▶ **CONSIGNES**
(a) Modifiez le passage de la critique des Lames du Cardinal qui commence par les mots « Pevel vient du » et se termine par « dans un caméo. », en remplaçant « Athos » par « Porthos ».
(b) Reprenez la critique des Lames du Cardinal et prolongez-la à partir de sa dernière phrase.

Cela fait quelques années déjà que je n’avais pas lu de roman de Fantasy, quand bien même j’ai toujours eu un faible pour le genre, et que j’ai publié une nouvelle dans une anthologie sur les dragons. Il fallait réparer ça, et j’avais à cœur de lire de la Fantasy francophone, car nos amis Français ont beaucoup de bons auteurs actifs dans ce domaine.
Depuis des années, je lorgnais du côté de Pierre Pevel et de ses Lames du Cardinal. Sorti en 2007 (déjà !), le bouquin nous propose une aventure à la Trois mousquetaires, mais mâtinée de dragons. Le livre a eu un joli succès et a connu deux suites. Moi qui aime les histoires de cape et d’épée et les histoires de dragons, je ne pouvais pas faire l’impasse sur cette lecture plus longtemps.
Pevel vient du monde du jeu de rôles, et ça se sent, avec un monde détaillé, une carte du Paris du 17e en incipit, et une foultitude de personnages, dont un certains nombres historiques ou prélevés de l’œuvre de Dumas : le cardinal Richelieu (bien obligé, eh, il est dans le titre du livre !), Rochefort, le capitaine de Tréville, et même Athos le mousquetaire dans un caméo.
Les Lames du Cardinal se lit vite et avec plaisir. Pevel écrit bien, une belle langue classique, précise, documentée, efficace. Donc bel artisanat et littérature populaire, dans le bon sens du terme. Aucune publicité mensongère sur la marchandise : on aura notre dose de duels, d’intrigues, de complots et de trahisons. Ça foisonne de personnages, la plupart plutôt bien campés. Je serais un peu plus circonspect sur l’élément Fantasy. Certes, il y a des dragons. De trois types, en fait : des dragons ‘classiques’, nommées vyvernes ; des dragonnets, petits dragons devenus animaux de compagnie ; des dragons à forme humaine, ou les descendants de ceux-ci. Les deux premiers types ne jouent somme toute qu’un rôle secondaire dans l’histoire. Le troisième type, c’est dans l’histoire l’ennemi principal, la société secrète de la Griffe noire, qui fomente des conspirations et cherche à asseoir son pouvoir et sa domination. Las, le problème est que pour l’histoire ces dragons à forme humaine pourraient bien être simplement des humains, ça ne changerait pas grand-chose à l’intrigue.

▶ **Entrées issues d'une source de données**
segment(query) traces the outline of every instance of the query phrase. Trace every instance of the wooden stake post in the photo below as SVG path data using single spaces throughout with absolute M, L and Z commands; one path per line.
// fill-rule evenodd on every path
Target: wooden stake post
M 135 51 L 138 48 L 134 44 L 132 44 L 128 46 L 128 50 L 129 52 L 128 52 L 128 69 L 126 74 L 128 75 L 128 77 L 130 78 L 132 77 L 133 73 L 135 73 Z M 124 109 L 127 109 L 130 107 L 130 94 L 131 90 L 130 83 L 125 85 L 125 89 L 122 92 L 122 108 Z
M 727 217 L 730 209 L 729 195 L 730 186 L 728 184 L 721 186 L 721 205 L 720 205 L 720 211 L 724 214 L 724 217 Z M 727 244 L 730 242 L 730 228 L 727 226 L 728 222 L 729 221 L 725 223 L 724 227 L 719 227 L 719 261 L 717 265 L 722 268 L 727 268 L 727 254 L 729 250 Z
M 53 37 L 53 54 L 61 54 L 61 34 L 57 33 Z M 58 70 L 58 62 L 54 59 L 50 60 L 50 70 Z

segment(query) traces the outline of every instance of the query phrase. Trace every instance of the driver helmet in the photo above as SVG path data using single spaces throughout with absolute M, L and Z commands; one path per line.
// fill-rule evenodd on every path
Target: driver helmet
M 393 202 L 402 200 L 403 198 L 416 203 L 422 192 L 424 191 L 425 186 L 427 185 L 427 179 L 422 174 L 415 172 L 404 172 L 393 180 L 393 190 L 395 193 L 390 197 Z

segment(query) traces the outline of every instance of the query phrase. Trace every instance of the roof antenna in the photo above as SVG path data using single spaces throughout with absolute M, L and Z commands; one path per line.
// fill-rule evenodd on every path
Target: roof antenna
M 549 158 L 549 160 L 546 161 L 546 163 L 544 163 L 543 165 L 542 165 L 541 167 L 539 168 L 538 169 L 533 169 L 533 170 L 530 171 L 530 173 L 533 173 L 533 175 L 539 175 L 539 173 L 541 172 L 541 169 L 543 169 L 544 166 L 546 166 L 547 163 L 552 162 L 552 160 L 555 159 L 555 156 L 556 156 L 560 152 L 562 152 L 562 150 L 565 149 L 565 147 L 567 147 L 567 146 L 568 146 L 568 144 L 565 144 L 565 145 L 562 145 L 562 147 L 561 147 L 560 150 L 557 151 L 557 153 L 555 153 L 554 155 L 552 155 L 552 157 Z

▶ **RÉPONSES**
(a)
Pevel vient du monde du jeu de rôles, et ça se sent, avec un monde détaillé, une carte du Paris du 17e en incipit, et une foultitude de personnages, dont un certains nombres historiques ou prélevés de l’œuvre de Dumas : le cardinal Richelieu (bien obligé, eh, il est dans le titre du livre !), Rochefort, le capitaine de Tréville, et même Porthos le mousquetaire dans un caméo.

(b)
L’intrigue, voilà un autre bémol que j’émettrais. Le début des Lames fonctionne bien, c’est le classique ‘formons le groupe’, où l’on va découvrir les différents personnages. (Peut-être y en a-t-il un peu trop, des personnages, d’ailleurs. Six lames, plus deux ou trois ennemis, on s’y perd un peu au début…) Mais le second acte s’éparpille un peu. Il faut dire que les Lames ont reçu une mission du Cardinal sans en connaître vraiment les tenants et les aboutissants, ce qui veut dire malheureusement que nous non plus, lecteurs, n’y voyons très clair… Le livre se termine sur un final intéressant, avec une cérémonie draconique, mais on pourrait regretter qu’il n’y ait pas eu vraiment de montée en tension nous amenant vers ce final – il n’a pas été particulièrement préfiguré.
Mais bon, rien là de vraiment rédhibitoire. Ne boudons pas notre plaisir, les Lames de Pevel est un roman qui vaut le détour.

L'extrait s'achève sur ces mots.